### To be done
Go through the data below and copy out every line that contains the word "court", matching case exactly.

### Exercise material
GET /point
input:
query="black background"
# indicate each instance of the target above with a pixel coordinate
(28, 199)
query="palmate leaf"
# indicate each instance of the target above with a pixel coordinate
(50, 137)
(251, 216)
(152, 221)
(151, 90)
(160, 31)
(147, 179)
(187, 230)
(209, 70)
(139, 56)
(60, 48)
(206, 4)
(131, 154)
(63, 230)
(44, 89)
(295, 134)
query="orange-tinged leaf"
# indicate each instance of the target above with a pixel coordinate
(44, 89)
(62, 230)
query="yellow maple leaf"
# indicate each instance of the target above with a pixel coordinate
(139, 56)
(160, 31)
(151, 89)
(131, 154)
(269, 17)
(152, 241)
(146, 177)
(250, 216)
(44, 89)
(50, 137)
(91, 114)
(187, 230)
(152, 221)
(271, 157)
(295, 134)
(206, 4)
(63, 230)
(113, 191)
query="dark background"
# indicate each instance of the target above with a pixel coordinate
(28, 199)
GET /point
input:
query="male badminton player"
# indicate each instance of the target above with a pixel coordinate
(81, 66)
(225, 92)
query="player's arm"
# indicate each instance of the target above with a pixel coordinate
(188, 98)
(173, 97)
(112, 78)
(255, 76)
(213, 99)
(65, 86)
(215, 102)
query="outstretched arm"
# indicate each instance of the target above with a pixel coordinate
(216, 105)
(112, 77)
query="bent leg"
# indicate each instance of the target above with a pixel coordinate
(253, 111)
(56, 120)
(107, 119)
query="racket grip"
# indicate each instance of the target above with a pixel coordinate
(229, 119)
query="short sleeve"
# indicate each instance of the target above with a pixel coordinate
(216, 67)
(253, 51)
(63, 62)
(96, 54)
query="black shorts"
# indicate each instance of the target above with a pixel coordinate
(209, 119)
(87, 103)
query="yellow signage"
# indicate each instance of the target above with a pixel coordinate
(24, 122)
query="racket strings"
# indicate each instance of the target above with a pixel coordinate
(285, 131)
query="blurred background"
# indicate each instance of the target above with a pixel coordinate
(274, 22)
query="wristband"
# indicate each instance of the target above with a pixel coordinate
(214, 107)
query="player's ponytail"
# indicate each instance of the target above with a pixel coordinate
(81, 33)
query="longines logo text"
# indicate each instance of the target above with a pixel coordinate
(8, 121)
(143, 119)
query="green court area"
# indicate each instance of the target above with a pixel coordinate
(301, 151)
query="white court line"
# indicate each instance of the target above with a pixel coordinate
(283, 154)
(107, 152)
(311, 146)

### Complete output
query="green court area"
query="white court line"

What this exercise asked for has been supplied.